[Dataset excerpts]
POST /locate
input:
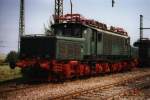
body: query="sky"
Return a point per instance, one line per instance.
(125, 14)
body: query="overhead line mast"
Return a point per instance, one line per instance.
(58, 10)
(21, 23)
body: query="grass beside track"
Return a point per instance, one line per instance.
(6, 73)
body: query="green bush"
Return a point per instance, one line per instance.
(12, 58)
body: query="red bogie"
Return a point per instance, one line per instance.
(71, 69)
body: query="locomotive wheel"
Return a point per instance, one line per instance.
(35, 73)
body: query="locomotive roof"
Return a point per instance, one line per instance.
(98, 29)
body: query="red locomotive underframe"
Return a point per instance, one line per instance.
(77, 69)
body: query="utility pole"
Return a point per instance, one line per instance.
(113, 2)
(21, 23)
(141, 27)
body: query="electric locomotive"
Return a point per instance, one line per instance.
(77, 47)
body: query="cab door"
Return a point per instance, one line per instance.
(94, 43)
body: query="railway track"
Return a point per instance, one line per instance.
(108, 92)
(19, 85)
(72, 89)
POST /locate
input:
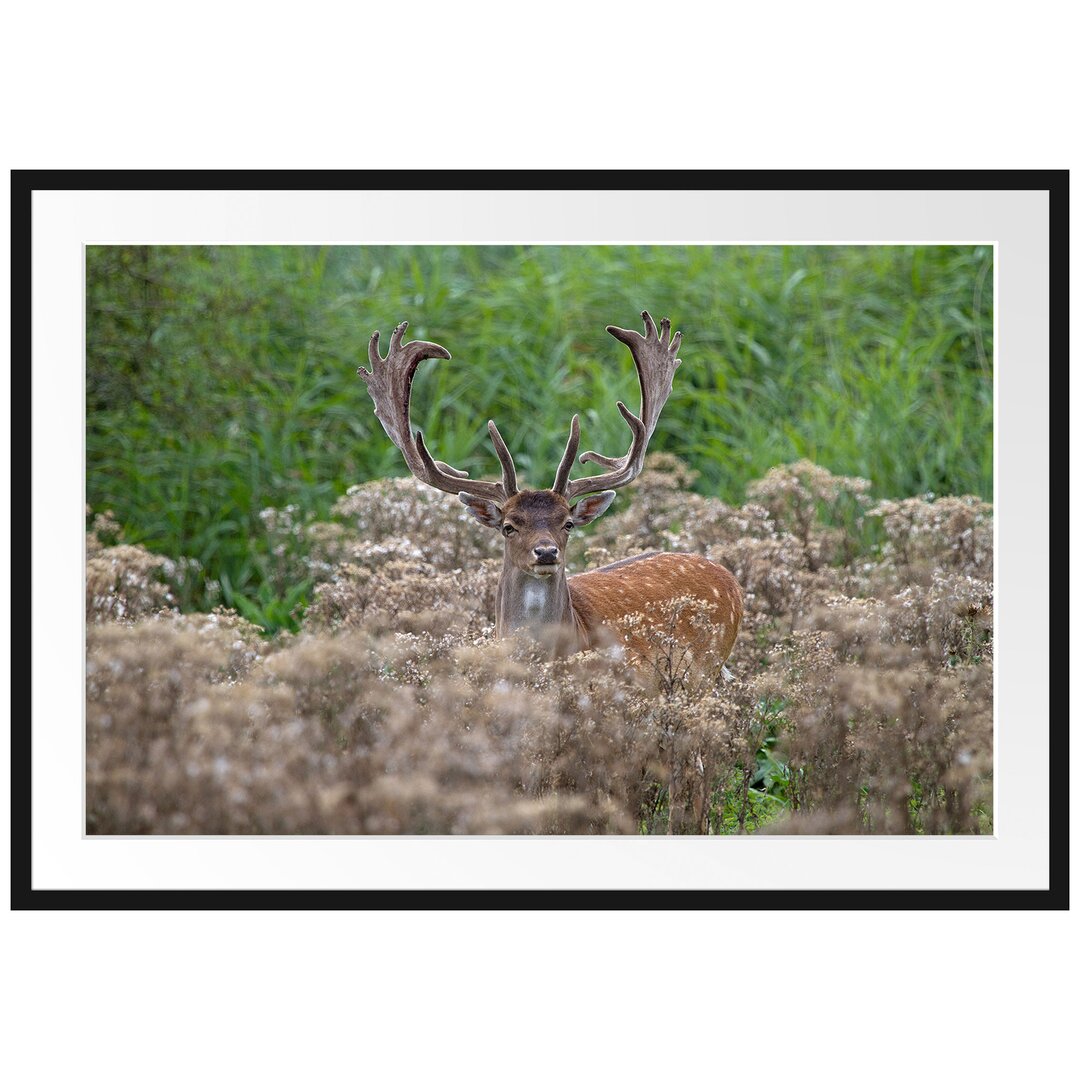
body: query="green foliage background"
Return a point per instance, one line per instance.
(221, 380)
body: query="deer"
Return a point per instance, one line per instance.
(594, 608)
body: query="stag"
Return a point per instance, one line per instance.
(596, 607)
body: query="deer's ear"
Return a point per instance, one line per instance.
(591, 508)
(484, 510)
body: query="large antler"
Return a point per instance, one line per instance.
(656, 361)
(390, 385)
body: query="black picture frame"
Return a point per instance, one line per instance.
(24, 184)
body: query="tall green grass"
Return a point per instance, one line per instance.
(221, 380)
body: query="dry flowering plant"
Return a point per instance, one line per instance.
(859, 697)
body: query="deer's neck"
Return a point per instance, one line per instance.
(534, 603)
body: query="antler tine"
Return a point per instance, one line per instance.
(390, 383)
(509, 473)
(563, 472)
(655, 358)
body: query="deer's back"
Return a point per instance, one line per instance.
(645, 593)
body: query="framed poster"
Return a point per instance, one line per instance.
(288, 684)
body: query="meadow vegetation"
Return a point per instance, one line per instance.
(221, 381)
(861, 700)
(287, 635)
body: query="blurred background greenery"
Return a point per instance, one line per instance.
(221, 380)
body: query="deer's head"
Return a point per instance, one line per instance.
(536, 524)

*What you have to do*
When you transcribe the lines above, keep every word exact but leave the pictures behind.

*Result*
POST /locate
input:
body: query="sky"
Return a point per instance, one line per instance.
(125, 14)
body: query="overhead line mast"
Return a point per instance, one line per instance.
(58, 10)
(21, 23)
body: query="grass beside track"
Return a point per instance, one line per instance.
(6, 73)
body: query="green bush"
Return a point per instance, one line per instance.
(12, 58)
body: query="red bogie"
Return a point per instance, one line per instance.
(71, 69)
body: query="locomotive wheel"
Return a point per instance, one line per instance.
(35, 73)
body: query="locomotive roof"
Return a point per instance, one line per instance.
(98, 29)
body: query="red locomotive underframe"
Return a point per instance, one line per instance.
(77, 69)
body: query="utility pole"
Return a point per instance, one line per instance.
(113, 2)
(21, 23)
(141, 27)
body: query="electric locomotive"
Return a point per instance, one line per instance.
(77, 47)
body: query="cab door"
Return a point per instance, one line per instance.
(94, 43)
body: query="railway track"
Return a point per instance, one line per instance.
(108, 92)
(19, 85)
(72, 89)
POST /locate
input:
body: query="green foliage background"
Return a point per instance, one line per instance.
(221, 380)
body: query="deer"
Return a point per instance, one line per instance.
(594, 608)
body: query="stag"
Return a point per instance, one line per instance.
(596, 607)
body: query="deer's ear"
Return a point per instance, one line per instance.
(591, 508)
(484, 510)
body: query="large antler"
Return a point per instance, one line per instance.
(656, 361)
(390, 385)
body: query="black picture frame"
Return a point per instance, one line per instance.
(24, 184)
body: query="tall green grass"
Return a point per instance, one line per instance.
(221, 380)
body: query="dry flowering plant"
Return a point per instance, one line per instance.
(859, 697)
body: query="deer's neck"
Return a point per instance, one line per instance.
(534, 603)
body: query="antler tine"
Return a point per instance, one line per instance.
(390, 383)
(509, 473)
(563, 472)
(655, 358)
body: query="deer's back"
Return a point per instance, one line per instance.
(645, 593)
body: query="framed poster"
Return a point per instance, one line per instance.
(288, 684)
body: query="meadow vegetation"
Return a point per instance, one line per instance.
(221, 381)
(861, 700)
(287, 635)
body: query="blurred background greenery"
Return a point per instance, one line per instance.
(221, 380)
body: query="deer's head"
Return a point per instance, one line per instance.
(536, 524)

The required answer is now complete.